- **SELECTED PASSAGE**
+---+
The type of added CNT affects the nanofluid in different ways: suspension in water is better for multi-walled CNTs than that for SWCNTs. Although pristine SWCNTs have higher thermal and electrical conductivity (6000 W/m·K), in nanofluids things may vary depending on other factors like type, concentration, suspension and bonding, and functionalization, as described above [29]. CNTs suspended in water interact with water molecules via weak interactions to keep the tubes suspended. These interactions depend on the type and structure of the CNT. The interactions are further improved by functionalizing the tube with other polar groups such as –COOH or –SO₃H. In functionalized CNTs, the functional groups may interact with water molecules through the relatively strong dipole–dipole interactions. H-bonding may also occur, as will be described [82].
+---+
- **GIVEN MATERIAL**
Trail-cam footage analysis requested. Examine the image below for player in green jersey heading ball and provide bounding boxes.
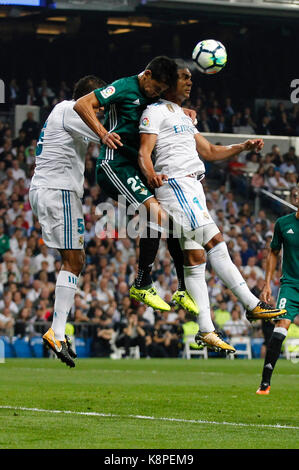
+---+
- **TASKS FOR THIS EXERCISE**
1: Render this sentence from the passage on carbon nanotube nanofluids into Spanish: "CNTs suspended in water interact with water molecules via weak interactions to keep the tubes suspended."
2: Write what comes next in the passage on carbon nanotube nanofluids, picking up after its final sentence.

- **RESULTS FOR EACH TASK**
1: Los CNT suspendidos en agua interactúan con las moléculas de agua mediante interacciones débiles para mantener los tubos en suspensión.

2:
The presence of CNTs disrupts the boundary layer surrounding the particles, allowing for better heat transfer within the fluid. For example, MWCNT has half the thermal conductivity (3000 W/m·K) of SWCNT (6000 W/m·K) [29], but in water, MWCNT suspensions may have better thermal conductivity than SWCNT suspensions. This can be explained by the fact that MWCNTs have better suspension, thus better conductive networks than SWCNTs, which usually have lower dispersion, thus agglomerate and sink after time. Aspect ratio is another factor that affects dispersibility; vide infra. Similarly, functionalized CNTs may have better effective thermal conductivity in water than non-functionalized CNTs. However, these issues are not unequivocal, as the literature shows otherwise. More future research is needed to come out with clear-cut observations on these issues.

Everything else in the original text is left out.